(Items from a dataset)
•••••
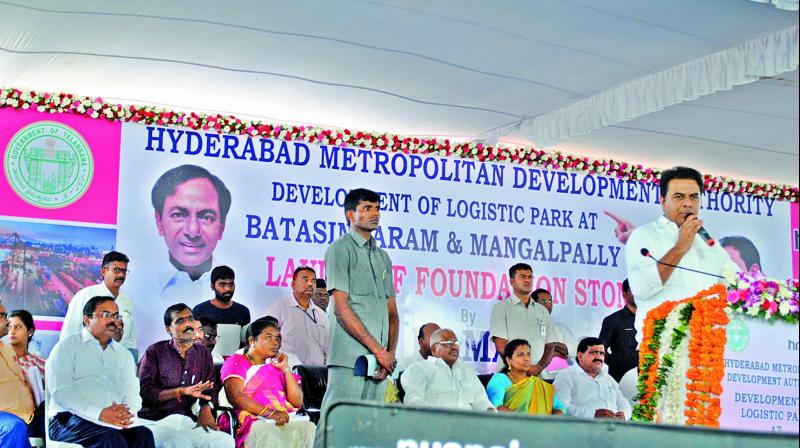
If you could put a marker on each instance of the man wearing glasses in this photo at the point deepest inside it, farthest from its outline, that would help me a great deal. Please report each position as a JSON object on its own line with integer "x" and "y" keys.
{"x": 565, "y": 345}
{"x": 304, "y": 325}
{"x": 173, "y": 375}
{"x": 115, "y": 272}
{"x": 93, "y": 386}
{"x": 443, "y": 380}
{"x": 586, "y": 390}
{"x": 519, "y": 317}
•••••
### What you have to do
The pictures alone are to be left out when the data above is copied; all else must match exactly.

### Solution for this problem
If you could put a marker on each instance of the man wearing glasses in this photo at the point deepest inside it, farthest from its outline, that would help me a great deal. Please report each position as a JSON object on its own line with integer "x" and "y" keys.
{"x": 565, "y": 345}
{"x": 304, "y": 325}
{"x": 173, "y": 375}
{"x": 115, "y": 272}
{"x": 93, "y": 386}
{"x": 443, "y": 380}
{"x": 586, "y": 390}
{"x": 519, "y": 317}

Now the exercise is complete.